(Pointing records)
==================================================
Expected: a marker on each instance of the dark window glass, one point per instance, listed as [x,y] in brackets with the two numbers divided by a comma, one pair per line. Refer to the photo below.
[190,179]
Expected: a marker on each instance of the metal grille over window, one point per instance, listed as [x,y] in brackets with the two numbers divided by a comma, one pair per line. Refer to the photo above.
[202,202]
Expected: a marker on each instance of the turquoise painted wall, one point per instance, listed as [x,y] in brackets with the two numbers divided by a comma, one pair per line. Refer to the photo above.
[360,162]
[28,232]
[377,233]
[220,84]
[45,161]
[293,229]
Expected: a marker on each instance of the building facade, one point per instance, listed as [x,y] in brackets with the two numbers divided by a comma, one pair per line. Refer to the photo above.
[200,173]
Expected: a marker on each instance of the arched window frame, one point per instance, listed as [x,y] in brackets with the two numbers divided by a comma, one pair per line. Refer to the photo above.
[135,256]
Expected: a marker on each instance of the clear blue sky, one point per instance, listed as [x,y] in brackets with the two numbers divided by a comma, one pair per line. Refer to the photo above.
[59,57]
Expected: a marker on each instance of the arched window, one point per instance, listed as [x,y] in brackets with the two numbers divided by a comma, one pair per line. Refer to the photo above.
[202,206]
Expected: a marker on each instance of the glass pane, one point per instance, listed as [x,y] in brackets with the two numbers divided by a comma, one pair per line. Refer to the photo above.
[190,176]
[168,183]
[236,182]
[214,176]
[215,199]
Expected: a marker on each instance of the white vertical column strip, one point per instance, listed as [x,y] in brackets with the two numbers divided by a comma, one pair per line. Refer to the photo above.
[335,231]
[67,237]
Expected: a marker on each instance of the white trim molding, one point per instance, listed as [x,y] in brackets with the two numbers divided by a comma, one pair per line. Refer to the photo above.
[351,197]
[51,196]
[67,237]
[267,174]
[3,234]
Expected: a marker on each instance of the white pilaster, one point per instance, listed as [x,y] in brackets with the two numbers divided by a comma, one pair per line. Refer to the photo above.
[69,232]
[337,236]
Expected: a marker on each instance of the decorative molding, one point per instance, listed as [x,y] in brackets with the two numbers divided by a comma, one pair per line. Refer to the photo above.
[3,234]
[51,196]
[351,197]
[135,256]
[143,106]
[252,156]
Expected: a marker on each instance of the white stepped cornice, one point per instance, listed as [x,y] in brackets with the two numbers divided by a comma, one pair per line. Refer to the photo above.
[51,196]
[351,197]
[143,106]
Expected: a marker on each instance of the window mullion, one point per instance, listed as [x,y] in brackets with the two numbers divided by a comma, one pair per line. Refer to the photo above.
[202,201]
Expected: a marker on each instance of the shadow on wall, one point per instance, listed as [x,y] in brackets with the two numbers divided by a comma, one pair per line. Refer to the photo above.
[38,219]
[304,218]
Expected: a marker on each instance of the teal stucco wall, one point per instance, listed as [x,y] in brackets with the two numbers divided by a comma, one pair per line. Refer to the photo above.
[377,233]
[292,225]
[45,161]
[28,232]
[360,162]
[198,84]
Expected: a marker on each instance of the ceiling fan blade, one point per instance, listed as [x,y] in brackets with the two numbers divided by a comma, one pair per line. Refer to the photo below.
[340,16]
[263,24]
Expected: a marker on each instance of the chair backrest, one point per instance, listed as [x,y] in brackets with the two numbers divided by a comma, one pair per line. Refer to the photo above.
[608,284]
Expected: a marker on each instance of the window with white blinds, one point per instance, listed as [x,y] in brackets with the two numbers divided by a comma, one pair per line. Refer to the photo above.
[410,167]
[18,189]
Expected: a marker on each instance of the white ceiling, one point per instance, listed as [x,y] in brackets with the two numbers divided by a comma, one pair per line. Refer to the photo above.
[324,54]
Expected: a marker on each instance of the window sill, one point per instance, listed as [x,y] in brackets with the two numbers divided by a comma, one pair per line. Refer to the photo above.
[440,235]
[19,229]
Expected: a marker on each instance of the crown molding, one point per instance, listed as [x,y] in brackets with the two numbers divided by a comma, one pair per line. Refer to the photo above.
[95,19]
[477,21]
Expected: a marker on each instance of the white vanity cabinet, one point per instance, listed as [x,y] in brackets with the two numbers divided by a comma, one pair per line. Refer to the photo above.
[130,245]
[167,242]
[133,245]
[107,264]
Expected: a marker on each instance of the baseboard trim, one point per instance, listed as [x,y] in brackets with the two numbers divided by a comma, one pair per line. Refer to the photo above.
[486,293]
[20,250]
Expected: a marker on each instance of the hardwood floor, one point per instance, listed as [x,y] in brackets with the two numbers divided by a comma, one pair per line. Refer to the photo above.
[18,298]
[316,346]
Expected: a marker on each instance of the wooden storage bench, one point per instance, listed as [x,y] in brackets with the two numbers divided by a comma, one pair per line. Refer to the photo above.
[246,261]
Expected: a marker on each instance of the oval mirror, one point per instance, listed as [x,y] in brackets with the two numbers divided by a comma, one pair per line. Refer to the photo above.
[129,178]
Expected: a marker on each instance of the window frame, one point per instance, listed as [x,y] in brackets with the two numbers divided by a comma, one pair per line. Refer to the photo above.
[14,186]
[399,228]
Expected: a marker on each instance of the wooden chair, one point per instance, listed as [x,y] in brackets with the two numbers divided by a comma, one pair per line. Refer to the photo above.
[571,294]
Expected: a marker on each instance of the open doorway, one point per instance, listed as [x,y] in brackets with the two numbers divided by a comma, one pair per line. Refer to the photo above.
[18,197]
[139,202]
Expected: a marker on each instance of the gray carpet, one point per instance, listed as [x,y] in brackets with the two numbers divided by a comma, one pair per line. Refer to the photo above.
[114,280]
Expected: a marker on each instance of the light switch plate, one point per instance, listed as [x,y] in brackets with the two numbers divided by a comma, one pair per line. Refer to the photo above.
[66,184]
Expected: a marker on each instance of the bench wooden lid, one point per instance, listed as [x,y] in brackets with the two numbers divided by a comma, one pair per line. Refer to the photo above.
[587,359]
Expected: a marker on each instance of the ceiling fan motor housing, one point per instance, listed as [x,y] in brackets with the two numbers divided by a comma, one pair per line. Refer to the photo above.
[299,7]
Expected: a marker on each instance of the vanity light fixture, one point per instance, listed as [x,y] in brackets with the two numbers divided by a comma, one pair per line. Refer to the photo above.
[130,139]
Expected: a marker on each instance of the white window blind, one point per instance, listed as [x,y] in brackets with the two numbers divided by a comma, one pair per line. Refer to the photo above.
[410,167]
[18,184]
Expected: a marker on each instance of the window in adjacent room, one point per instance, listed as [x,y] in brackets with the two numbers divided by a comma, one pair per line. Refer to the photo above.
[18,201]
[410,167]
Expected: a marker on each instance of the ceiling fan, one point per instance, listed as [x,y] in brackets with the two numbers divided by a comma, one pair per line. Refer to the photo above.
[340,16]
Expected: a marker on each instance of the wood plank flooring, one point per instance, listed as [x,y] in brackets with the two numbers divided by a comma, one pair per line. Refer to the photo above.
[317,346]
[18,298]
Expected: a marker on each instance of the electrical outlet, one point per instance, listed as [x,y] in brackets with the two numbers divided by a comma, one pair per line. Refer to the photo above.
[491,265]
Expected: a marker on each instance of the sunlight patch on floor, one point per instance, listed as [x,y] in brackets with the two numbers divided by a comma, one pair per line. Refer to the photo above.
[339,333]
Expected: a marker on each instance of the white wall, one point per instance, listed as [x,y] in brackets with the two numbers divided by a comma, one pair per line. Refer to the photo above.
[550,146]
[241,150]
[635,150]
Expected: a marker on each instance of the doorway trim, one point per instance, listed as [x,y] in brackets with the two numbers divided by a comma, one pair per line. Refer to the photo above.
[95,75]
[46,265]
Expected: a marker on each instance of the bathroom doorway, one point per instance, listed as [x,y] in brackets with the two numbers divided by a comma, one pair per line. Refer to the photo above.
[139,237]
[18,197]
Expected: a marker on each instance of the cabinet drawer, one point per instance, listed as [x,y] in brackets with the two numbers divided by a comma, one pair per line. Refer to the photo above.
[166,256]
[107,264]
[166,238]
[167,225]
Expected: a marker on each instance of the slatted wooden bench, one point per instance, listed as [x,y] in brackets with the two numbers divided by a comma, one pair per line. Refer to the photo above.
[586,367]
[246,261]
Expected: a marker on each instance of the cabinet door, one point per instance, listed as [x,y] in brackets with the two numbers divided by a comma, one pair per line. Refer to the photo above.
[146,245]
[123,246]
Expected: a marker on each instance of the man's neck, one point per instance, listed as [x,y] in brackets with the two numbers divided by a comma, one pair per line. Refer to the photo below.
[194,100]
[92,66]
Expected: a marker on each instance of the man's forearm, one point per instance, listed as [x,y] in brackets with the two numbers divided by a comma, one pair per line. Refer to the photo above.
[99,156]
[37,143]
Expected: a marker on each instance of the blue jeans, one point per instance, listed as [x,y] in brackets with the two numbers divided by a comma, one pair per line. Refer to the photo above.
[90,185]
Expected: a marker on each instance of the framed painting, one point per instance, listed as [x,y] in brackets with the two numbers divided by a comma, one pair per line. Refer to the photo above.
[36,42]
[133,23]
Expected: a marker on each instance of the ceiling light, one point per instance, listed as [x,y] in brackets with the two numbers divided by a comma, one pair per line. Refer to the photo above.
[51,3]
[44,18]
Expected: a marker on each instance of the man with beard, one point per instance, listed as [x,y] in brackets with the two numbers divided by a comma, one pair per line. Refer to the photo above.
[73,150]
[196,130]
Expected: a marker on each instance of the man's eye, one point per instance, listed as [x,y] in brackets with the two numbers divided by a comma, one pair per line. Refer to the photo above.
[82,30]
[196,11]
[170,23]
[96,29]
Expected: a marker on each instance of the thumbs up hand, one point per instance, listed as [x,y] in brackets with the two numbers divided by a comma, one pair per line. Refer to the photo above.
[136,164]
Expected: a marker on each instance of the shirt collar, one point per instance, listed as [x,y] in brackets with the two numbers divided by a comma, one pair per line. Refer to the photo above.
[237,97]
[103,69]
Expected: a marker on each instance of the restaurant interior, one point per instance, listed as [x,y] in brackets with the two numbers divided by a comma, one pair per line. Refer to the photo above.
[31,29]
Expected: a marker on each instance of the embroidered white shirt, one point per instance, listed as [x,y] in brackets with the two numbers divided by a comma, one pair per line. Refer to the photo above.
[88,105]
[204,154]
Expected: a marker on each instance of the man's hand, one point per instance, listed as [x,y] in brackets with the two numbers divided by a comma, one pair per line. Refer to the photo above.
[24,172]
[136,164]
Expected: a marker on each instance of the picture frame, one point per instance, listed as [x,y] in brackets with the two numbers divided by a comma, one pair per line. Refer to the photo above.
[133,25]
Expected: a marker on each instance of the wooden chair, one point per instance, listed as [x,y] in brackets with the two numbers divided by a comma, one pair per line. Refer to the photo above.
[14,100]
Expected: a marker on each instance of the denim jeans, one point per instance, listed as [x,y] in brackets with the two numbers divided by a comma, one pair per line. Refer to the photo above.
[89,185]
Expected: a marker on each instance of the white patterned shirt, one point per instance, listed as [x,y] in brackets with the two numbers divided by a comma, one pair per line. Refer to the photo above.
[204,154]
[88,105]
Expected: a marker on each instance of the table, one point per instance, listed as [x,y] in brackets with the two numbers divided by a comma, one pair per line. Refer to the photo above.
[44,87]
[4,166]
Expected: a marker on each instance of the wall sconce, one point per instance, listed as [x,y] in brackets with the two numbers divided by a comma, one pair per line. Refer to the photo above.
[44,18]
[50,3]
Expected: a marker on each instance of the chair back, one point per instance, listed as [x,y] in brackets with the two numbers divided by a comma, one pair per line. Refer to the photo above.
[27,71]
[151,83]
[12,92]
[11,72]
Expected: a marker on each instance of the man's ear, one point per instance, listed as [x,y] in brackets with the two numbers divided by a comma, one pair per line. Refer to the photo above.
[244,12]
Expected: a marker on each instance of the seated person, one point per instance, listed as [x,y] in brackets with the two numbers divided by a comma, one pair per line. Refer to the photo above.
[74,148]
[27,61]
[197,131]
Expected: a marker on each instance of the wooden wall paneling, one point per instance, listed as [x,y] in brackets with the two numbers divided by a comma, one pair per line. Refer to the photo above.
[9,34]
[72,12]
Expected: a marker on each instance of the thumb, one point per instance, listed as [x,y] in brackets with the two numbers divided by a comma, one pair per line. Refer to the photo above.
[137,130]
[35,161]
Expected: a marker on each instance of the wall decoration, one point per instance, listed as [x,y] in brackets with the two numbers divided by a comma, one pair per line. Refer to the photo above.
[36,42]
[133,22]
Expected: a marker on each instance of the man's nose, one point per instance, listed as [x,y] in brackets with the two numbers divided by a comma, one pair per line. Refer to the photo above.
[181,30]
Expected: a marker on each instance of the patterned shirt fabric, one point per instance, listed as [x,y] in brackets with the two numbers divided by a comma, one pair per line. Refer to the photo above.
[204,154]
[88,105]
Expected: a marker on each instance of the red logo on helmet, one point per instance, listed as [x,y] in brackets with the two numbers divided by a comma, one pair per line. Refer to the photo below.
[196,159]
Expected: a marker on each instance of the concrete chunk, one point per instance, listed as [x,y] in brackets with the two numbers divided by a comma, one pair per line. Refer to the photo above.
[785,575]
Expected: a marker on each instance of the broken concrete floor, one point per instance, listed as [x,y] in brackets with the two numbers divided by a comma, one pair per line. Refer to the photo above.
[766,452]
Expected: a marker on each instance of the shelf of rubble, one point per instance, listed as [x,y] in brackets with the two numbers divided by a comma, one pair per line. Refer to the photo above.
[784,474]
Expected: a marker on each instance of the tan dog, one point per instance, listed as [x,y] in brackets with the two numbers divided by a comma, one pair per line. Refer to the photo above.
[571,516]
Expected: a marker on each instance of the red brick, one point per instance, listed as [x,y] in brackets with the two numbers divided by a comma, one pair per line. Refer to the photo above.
==================================================
● Aim: Return the lines from the line containing "Expected: a marker on each instance of the broken" to the end of the entries above, exactly as they appear and with no other output.

● Result below:
Expected: a marker on each instance of the broken concrete floor, one point per instance, listed as [x,y] in brackets with the two numbers divided by a comma, one pair per line. Refer to the photo above.
[766,452]
Expected: a marker on each instance of the shelf of rubble, one point per instance, listed as [x,y] in brackets with the two numbers divided by a comma, one pair per line. Refer to the photo above.
[784,474]
Expected: a marker on each instance of the tan dog, one point per instance, listed as [x,y] in brackets with the two numbers divided by a comma, one pair per line. Refer to the photo above.
[571,516]
Expected: a marker on each instance of the red brick, one point per instance, listed as [x,y] in brackets with the two numbers divided by a comma, one pair per line. Refer to the photo above.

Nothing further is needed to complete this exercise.